▶ GIVEN INSTRUCTION
Name every configuration setting in the repair thread that appears as a lowercase identifier joined by underscores.

Re: Repair Hangs while requesting Merkle Trees

2015-11-23 Thread Anuj Wadehra
Any comments on ESTABLISHED connections at one end? 

Moreover, inter_dc_tcp_nodelay is false. Can this be the reason that  latency 
between two DC is more and repair messages are getting dropped?

Can increasing request_timeout_in_ms deal with the latency issue..

I see some hinted handoffs being triggered for cross DC nodes..and hints replay 
being timed-out..Is that an indication of a network issue?

I am getting in tough with network team to capture netstats and tcpdump too..

Thanks
Anuj



On Wed, 18/11/15, Anuj Wadehra <anujw_2...@yahoo.co.in> wrote:

 Subject: Re: Repair Hangs while requesting Merkle Trees
 To: "user@cassandra.apache.org" <user@cassandra.apache.org>
 Date: Wednesday, 18 November, 2015, 7:57 AM
 
 Thanks Bryan !!
 Connection
 is in ESTBLISHED state on on end and completely missing at
 other end (in another dc).
 Yes,
 we can revisit TCP tuning.But the problem is node specific.
 So not sure whether tuning is the culprit.
 
 ThanksAnuj
 Sent
 from Yahoo Mail on Android  From:"Bryan
 Cheng" <br...@blockcypher.com>
 Date:Wed, 18 Nov, 2015 at
  2:04 am
 Subject:Re: Repair Hangs
 while requesting Merkle Trees
 
  Ah OK, might
 have misunderstood you. Streaming socket should not be in
 play during merkle tree generation (validation compaction).
 They may come in play during merkle tree exchange- that
 I'm not sure about. You can read a bit more here: 
https://issues.apache.org/jira/browse/CASSANDRA-8611.
 Regardless, you should have it set-
 1 hr is usually a good conservative estimate, but you can go
 much lower safely.
 What state is the connection on that
 only shows on one side? Is it ESTABLISHED, or something like
 CLOSE_WAIT?
 Here's
 a good place to start for tuning, though it doesn't have
 as much about network tuning: 
https://tobert.github.io/pages/als-cassandra-21-tuning-guide.html.
 More generally, TCP tuning usually revolves around a balance
 between latency and bandwidth. Over long connections
 (we're talking 10s of ms, instead of the sub 1ms you
 usually see in a good dc network), your expectations will
 shift greatly. Stuff like NODELAY on tcp is very nice for
 cutting your latencies when you're inside a DC, but will
 generate lots of small packets that will hurt your bandwidth
 over longer connections due to the need to wait for acks.
 otc_coalescing_strategy is on a similar vein, bundling
 together nearby messages to trade latency for throughput.
 You'll also probably want to tune your tcp buffers and
 window sizes, since that determines how much data can be
 in-flight between acknowledgements, and the default size is
 pitiful for any decent  network size. Google
  around for TCP tuning/buffer tuning and you should find
 some good resources.

▶ DATA ENTRIES
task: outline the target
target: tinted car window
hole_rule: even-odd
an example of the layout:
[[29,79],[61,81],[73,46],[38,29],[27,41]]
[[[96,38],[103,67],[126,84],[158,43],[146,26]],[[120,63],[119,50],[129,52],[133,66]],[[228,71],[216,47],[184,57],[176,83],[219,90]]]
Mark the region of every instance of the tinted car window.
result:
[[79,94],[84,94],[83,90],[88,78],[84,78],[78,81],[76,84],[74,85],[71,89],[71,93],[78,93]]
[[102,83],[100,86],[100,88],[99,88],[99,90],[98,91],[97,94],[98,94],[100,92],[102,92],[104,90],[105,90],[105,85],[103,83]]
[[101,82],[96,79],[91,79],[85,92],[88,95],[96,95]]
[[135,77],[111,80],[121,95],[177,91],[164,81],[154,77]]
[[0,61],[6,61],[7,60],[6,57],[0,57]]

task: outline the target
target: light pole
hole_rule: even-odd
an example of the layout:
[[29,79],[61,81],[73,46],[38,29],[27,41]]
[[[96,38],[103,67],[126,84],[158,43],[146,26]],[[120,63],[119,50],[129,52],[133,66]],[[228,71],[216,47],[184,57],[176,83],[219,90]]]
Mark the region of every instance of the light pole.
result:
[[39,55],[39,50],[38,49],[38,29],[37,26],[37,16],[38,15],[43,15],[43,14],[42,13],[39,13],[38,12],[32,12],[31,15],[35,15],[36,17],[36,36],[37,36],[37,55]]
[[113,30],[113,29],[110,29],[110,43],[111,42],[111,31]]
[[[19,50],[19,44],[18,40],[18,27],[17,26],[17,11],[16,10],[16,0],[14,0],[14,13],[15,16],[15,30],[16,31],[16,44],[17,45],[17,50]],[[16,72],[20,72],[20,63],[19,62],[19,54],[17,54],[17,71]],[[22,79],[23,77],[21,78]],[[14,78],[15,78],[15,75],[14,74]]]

▶ PROBLEM SOLUTION
- inter_dc_tcp_nodelay
- request_timeout_in_ms
- otc_coalescing_strategy